**What is needed:** Make an exact transcription of the data below.

------------------------------------------------

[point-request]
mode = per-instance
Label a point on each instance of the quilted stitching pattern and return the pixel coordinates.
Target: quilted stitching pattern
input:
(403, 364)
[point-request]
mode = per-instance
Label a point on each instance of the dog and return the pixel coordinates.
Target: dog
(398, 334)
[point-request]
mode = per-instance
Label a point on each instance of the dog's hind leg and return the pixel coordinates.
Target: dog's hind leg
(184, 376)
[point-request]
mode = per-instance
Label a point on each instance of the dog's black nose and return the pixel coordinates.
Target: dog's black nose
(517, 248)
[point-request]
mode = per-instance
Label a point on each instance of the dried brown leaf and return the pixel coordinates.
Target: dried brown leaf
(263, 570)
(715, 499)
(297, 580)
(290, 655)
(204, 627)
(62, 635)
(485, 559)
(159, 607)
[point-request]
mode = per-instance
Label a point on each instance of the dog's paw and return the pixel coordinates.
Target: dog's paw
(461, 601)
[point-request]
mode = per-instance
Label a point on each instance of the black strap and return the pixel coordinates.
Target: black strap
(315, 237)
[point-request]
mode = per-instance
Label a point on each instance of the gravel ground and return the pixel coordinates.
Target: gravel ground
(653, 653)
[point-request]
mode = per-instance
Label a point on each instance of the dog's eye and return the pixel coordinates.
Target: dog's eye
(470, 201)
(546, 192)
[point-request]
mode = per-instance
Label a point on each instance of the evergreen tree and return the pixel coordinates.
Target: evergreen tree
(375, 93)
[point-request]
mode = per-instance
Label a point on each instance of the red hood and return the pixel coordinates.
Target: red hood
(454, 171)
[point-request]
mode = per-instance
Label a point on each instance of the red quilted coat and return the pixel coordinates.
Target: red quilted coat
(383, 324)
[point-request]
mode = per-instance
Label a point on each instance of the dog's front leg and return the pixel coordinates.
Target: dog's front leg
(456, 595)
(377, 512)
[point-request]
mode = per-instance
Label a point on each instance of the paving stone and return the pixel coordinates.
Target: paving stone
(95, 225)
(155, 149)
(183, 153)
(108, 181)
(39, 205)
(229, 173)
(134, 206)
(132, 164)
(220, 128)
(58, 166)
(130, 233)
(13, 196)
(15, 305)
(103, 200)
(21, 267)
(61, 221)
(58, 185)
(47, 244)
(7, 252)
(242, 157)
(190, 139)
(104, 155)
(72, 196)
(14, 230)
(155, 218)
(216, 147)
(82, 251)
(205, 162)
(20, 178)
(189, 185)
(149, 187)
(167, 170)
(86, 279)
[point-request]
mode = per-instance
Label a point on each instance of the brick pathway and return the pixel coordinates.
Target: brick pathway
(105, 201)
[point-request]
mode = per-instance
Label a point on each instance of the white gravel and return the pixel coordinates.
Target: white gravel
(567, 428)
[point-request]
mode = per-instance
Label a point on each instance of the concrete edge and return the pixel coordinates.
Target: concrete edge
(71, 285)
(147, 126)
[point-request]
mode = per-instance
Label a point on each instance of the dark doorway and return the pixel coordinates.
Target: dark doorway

------------------------------------------------

**Exercise answer:**
[point-request]
mode = per-instance
Label a point on each instance of the quilted stitching pattern and return the pixel coordinates.
Target: quilted stitching pattern
input:
(403, 364)
[point-request]
mode = per-instance
Label a point on each instance of the dog and return the pixel coordinates.
Target: dog
(398, 334)
[point-request]
mode = per-instance
Label a point on each instance of the dog's hind leg and return the pixel coordinates.
Target: dog's hind leg
(184, 376)
[point-request]
mode = per-instance
Label a point on each instance of the dog's black nose and return the pixel coordinates.
Target: dog's black nose
(517, 248)
[point-request]
mode = per-instance
Label a point on each instance of the dried brown leaf and return the pixel coordinates.
Target: dried brown leaf
(263, 570)
(715, 499)
(297, 580)
(290, 655)
(204, 627)
(62, 635)
(485, 559)
(159, 607)
[point-request]
mode = per-instance
Label a point on each instance of the dog's paw and return the pixel coordinates.
Target: dog's paw
(461, 601)
[point-request]
mode = per-instance
Label a point on each instance of the black strap and return the pixel coordinates.
Target: black strap
(315, 237)
[point-request]
mode = per-instance
Label a point on each instance of the gravel ground and return the pixel coordinates.
Target: gravel ground
(653, 653)
[point-request]
mode = per-instance
Label a point on each instance of the dog's eye and return the pixel coordinates.
Target: dog's eye
(470, 201)
(546, 192)
[point-request]
mode = per-instance
Label a point on each instance of the evergreen tree and return the pixel coordinates.
Target: evergreen tree
(375, 93)
[point-request]
mode = per-instance
Label a point on each instance of the red hood and return the pixel coordinates.
Target: red hood
(454, 171)
[point-request]
mode = per-instance
Label a point on each instance of the red quilted coat and return the pixel coordinates.
Target: red quilted coat
(383, 324)
[point-request]
mode = per-instance
Label a point on each instance of the dog's front leg and return the pixel coordinates.
Target: dog's front leg
(456, 595)
(377, 512)
[point-request]
mode = per-instance
Label a point on each instance of the paving stone and return the pixel coordinates.
Target: paving stone
(95, 225)
(155, 149)
(183, 153)
(108, 181)
(39, 205)
(229, 173)
(134, 206)
(132, 164)
(220, 128)
(58, 166)
(130, 233)
(13, 196)
(15, 305)
(103, 200)
(21, 267)
(61, 221)
(58, 185)
(47, 244)
(7, 252)
(242, 157)
(190, 139)
(104, 155)
(72, 196)
(14, 230)
(155, 218)
(216, 147)
(82, 251)
(205, 162)
(20, 178)
(189, 185)
(149, 187)
(167, 170)
(86, 279)
[point-request]
mode = per-instance
Label a point on each instance of the brick pathway and return the pixel coordinates.
Target: brick pathway
(105, 201)
[point-request]
mode = per-instance
Label a point on each instance of the white gravel and return the pixel coordinates.
Target: white gravel
(567, 428)
[point-request]
mode = per-instance
Label a point on each instance of the concrete edge and return the pixel coordinates.
Target: concrete edge
(71, 285)
(147, 126)
[point-request]
mode = per-instance
Label a point on each instance of the dark doorway and return the pixel coordinates.
Target: dark doorway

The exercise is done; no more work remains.